## Exercise
Copy out the article below on the theology of The X-Files word for word, in full.

## Source passage

+ + + + + + +

Updated: Jul 27, 2023


Photo of Scully and Mulder
The X-Files

The Theology of the X-Files (Part 1 of 2)

Not since the Twilight Zone and The Outer Limits has there been a TV show that is written with "the ultimate reality" of life in mind.

Now I am not promoting the ET theory (you can see my opinion in articles in Spiritual Warfare & The Paranormal on this website) but the many other ideas about what this complex universe could harbor is relevant (in my opinion). The creator and the writers of the

X-Files franchise included many ideas and concepts that we are actively discussing today as real possibilities. They were ahead of their time in putting many extrapolations out before they became fodder for discussion by the masses. - Andy


Faith is Out There!

"Mulder has never been afraid to take shots at Scully’s faith, and she’s never been shy about defending it. “Nothing Lasts Forever” paid off eleven years of faith talk. At the end of the episode, Scully lights a votive candle, which gutters and goes out as Mulder walks up. She offers a wry grin and wonders,

Scully: Must be a sign. I’m all out of miracles… Mulder: I will relight your candle and extend your prayers through mine. Scully: What prayers? Mulder: I can’t tell you. They won’t come true. Scully: It’s a prayer candle, Mulder. Not a birthday cake… Prayers aren’t meant to be sentiment. It’s a conversation. You can do it like a meditation or if your needs exceed your grasp, you can ask God to act on your behalf. But you don’t believe in God so you’d essentially be talking to yourself. Mulder: I may not believe in God. But I believe in you. And therefore I speak to him through you. Through the transitive property of equality. If A=B and B=C therefore A=C. Reason and faith in harmony. Isn’t that why we’re so good together?

+ + + + + + +

## Given data
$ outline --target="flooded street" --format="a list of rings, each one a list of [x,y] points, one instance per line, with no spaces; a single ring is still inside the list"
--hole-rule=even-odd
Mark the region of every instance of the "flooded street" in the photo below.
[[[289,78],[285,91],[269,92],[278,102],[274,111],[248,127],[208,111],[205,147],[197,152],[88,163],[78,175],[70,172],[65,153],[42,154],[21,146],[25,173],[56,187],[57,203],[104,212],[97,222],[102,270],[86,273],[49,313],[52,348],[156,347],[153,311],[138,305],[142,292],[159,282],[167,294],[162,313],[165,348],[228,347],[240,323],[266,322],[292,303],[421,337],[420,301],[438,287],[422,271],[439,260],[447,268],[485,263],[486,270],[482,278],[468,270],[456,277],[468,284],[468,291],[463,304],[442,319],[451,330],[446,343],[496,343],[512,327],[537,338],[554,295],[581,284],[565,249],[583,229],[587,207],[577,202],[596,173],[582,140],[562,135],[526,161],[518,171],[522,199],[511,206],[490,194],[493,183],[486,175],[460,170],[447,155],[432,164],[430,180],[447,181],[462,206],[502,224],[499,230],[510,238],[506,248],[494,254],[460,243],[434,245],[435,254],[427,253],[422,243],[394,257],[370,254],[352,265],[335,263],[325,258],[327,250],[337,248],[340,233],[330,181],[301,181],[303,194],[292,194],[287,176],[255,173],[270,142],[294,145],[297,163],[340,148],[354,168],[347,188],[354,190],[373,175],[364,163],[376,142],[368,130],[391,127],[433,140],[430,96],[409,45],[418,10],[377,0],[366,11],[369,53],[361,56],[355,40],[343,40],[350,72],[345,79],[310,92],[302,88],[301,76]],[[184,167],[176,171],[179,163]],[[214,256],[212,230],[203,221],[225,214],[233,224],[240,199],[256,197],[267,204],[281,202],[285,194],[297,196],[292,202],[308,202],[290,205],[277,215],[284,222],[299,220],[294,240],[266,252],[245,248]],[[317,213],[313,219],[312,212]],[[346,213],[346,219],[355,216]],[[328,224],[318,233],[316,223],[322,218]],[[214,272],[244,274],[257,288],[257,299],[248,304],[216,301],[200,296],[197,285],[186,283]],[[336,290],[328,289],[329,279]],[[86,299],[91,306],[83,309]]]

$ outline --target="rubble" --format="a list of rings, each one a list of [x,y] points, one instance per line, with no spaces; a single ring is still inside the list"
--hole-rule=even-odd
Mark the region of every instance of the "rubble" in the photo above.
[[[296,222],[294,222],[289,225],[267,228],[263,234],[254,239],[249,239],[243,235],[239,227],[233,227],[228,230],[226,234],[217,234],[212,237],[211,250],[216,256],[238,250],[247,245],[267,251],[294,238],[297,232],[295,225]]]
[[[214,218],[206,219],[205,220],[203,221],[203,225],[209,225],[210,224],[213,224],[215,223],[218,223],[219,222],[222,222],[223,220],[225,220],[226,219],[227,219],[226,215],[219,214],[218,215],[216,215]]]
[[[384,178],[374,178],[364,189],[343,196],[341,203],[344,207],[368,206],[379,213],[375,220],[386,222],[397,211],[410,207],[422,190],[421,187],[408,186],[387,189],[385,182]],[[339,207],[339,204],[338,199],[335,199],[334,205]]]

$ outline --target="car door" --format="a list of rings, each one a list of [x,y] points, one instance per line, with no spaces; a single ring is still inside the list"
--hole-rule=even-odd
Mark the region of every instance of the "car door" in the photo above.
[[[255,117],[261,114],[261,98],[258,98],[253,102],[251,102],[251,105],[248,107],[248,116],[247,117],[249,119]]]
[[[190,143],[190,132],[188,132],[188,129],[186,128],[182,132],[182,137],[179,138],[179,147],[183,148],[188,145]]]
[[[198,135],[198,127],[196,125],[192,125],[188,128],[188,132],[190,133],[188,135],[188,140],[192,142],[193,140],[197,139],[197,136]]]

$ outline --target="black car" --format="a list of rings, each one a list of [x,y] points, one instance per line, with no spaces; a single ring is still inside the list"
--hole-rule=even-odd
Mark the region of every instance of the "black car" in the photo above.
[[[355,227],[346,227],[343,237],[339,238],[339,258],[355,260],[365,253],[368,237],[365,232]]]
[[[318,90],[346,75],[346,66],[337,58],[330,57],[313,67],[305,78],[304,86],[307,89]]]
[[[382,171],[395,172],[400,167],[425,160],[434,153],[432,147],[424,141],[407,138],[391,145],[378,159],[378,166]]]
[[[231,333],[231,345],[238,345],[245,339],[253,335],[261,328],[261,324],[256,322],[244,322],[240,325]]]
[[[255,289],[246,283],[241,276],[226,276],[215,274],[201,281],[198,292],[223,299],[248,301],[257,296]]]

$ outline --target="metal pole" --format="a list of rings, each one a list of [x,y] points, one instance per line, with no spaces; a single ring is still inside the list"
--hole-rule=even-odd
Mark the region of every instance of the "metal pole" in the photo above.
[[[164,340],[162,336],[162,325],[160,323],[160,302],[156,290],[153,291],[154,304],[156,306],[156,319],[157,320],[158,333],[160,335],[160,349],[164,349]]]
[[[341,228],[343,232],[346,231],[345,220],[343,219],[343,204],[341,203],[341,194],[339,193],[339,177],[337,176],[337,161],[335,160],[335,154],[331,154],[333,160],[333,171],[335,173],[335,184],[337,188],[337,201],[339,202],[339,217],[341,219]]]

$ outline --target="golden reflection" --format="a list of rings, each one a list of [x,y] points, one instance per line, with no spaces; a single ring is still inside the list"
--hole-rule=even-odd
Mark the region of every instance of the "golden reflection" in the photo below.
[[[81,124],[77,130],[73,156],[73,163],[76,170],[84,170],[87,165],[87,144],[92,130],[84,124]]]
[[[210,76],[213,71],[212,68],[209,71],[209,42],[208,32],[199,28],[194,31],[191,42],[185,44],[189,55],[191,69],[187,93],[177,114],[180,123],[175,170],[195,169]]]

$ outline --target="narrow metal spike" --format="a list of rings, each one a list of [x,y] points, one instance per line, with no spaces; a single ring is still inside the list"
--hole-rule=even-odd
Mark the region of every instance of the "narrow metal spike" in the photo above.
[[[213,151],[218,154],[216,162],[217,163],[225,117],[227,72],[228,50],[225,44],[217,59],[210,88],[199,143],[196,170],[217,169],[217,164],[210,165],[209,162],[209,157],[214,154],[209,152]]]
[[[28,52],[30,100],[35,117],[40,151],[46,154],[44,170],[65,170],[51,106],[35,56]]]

+ + + + + + +

## Result for this exercise
Updated: Jul 27, 2023


Photo of Scully and Mulder
The X-Files

The Theology of the X-Files (Part 1 of 2)

Not since the Twilight Zone and The Outer Limits has there been a TV show that is written with "the ultimate reality" of life in mind.

Now I am not promoting the ET theory (you can see my opinion in articles in Spiritual Warfare & The Paranormal on this website) but the many other ideas about what this complex universe could harbor is relevant (in my opinion). The creator and the writers of the

X-Files franchise included many ideas and concepts that we are actively discussing today as real possibilities. They were ahead of their time in putting many extrapolations out before they became fodder for discussion by the masses. - Andy


Faith is Out There!

"Mulder has never been afraid to take shots at Scully’s faith, and she’s never been shy about defending it. “Nothing Lasts Forever” paid off eleven years of faith talk. At the end of the episode, Scully lights a votive candle, which gutters and goes out as Mulder walks up. She offers a wry grin and wonders,

Scully: Must be a sign. I’m all out of miracles… Mulder: I will relight your candle and extend your prayers through mine. Scully: What prayers? Mulder: I can’t tell you. They won’t come true. Scully: It’s a prayer candle, Mulder. Not a birthday cake… Prayers aren’t meant to be sentiment. It’s a conversation. You can do it like a meditation or if your needs exceed your grasp, you can ask God to act on your behalf. But you don’t believe in God so you’d essentially be talking to yourself. Mulder: I may not believe in God. But I believe in you. And therefore I speak to him through you. Through the transitive property of equality. If A=B and B=C therefore A=C. Reason and faith in harmony. Isn’t that why we’re so good together?